Work required:
Transcribe the stretch of entries below from the line with "point | one marker per instance of the curb" through the line with "target | building entrance door", exactly and with both ends included; leave out all other lines.

Source information:
★ ★ ★ ★ ★

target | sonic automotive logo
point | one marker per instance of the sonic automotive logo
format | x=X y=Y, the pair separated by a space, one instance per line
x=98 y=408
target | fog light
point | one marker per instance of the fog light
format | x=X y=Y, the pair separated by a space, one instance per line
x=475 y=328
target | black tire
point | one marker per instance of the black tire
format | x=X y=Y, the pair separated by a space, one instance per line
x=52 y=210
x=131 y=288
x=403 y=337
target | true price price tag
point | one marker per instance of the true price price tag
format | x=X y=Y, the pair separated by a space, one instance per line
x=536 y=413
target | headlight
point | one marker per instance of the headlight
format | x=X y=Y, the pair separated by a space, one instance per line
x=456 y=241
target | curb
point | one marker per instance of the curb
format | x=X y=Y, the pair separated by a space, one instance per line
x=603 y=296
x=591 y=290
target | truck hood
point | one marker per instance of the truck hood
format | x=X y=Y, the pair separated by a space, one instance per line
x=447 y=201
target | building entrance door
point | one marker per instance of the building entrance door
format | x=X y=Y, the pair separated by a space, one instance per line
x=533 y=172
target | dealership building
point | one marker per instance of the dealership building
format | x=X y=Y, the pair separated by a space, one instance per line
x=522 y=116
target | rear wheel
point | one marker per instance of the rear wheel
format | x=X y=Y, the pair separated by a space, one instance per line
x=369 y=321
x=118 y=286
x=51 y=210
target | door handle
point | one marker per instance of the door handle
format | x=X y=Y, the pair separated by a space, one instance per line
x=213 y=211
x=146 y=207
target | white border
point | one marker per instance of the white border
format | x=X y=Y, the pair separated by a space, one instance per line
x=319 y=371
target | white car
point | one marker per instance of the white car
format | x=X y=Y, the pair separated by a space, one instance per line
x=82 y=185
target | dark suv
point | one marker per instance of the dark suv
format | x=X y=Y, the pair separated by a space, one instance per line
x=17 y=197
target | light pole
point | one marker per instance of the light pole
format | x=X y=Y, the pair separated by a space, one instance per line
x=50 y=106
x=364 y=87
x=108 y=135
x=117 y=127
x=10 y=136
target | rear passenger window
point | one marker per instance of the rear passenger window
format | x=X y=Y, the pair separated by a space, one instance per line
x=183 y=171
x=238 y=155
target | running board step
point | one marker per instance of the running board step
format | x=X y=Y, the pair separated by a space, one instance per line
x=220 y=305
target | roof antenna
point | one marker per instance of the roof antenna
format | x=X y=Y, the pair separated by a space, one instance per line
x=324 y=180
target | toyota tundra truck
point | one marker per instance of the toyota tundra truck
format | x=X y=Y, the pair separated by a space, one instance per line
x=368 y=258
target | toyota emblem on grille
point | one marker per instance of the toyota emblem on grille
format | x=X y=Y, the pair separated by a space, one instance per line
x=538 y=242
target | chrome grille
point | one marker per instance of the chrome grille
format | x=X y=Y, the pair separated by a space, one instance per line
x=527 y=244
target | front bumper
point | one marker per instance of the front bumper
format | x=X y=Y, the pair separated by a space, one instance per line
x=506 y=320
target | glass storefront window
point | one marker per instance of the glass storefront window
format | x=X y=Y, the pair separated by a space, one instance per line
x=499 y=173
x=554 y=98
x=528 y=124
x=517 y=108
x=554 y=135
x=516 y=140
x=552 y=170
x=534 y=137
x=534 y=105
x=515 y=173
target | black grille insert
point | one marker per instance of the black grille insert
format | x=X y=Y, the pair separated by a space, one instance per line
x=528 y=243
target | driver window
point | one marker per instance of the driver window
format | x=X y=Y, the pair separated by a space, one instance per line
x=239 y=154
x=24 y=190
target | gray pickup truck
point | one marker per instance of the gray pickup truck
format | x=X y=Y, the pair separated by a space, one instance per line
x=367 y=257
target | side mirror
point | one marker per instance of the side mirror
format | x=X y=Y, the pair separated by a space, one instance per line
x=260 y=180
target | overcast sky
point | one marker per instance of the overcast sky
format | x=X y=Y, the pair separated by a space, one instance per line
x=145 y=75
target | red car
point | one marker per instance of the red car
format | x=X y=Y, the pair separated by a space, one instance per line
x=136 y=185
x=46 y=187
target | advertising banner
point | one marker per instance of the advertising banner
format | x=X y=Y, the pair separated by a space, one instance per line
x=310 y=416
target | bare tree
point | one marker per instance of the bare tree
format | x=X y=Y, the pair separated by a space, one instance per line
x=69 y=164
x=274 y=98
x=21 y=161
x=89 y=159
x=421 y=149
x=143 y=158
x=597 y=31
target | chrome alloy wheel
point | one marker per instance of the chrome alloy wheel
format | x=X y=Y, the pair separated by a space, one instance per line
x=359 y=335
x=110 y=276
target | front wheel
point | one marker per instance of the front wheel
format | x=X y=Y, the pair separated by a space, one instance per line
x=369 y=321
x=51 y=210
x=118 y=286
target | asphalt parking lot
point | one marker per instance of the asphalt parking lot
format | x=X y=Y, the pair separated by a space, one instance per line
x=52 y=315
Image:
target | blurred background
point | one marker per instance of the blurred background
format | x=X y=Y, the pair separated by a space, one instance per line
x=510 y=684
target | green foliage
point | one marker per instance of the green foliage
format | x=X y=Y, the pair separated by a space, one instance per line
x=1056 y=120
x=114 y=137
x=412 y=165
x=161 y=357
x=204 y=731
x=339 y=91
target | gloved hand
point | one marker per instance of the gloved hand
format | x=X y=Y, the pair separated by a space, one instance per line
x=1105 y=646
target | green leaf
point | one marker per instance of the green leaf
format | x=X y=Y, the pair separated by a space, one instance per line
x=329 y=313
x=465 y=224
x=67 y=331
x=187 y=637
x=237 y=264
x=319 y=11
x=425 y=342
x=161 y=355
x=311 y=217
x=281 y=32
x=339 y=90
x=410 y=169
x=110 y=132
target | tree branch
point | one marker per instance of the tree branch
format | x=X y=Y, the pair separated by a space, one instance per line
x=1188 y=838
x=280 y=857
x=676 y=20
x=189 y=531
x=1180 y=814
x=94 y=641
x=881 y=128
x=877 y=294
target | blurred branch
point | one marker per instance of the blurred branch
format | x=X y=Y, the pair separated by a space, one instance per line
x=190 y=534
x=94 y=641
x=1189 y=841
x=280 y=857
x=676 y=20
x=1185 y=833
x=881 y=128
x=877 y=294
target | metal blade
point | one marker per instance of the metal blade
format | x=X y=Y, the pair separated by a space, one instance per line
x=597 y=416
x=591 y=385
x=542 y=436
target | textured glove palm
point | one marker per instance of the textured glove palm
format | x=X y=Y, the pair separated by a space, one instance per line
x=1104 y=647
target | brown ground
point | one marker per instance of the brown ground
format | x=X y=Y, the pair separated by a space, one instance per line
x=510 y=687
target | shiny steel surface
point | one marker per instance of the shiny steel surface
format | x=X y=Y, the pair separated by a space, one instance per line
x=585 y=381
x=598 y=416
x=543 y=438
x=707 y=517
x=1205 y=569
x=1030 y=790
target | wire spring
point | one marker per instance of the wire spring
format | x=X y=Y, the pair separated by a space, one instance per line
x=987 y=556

★ ★ ★ ★ ★

Solution to the problem:
point | one marker per instance of the curb
format | x=X y=Y, the pair separated by a space, one instance per line
x=603 y=296
x=591 y=290
target | truck hood
point | one marker per instance of the truck hood
format | x=X y=Y, the pair separated by a space, one instance per line
x=447 y=201
target | building entrance door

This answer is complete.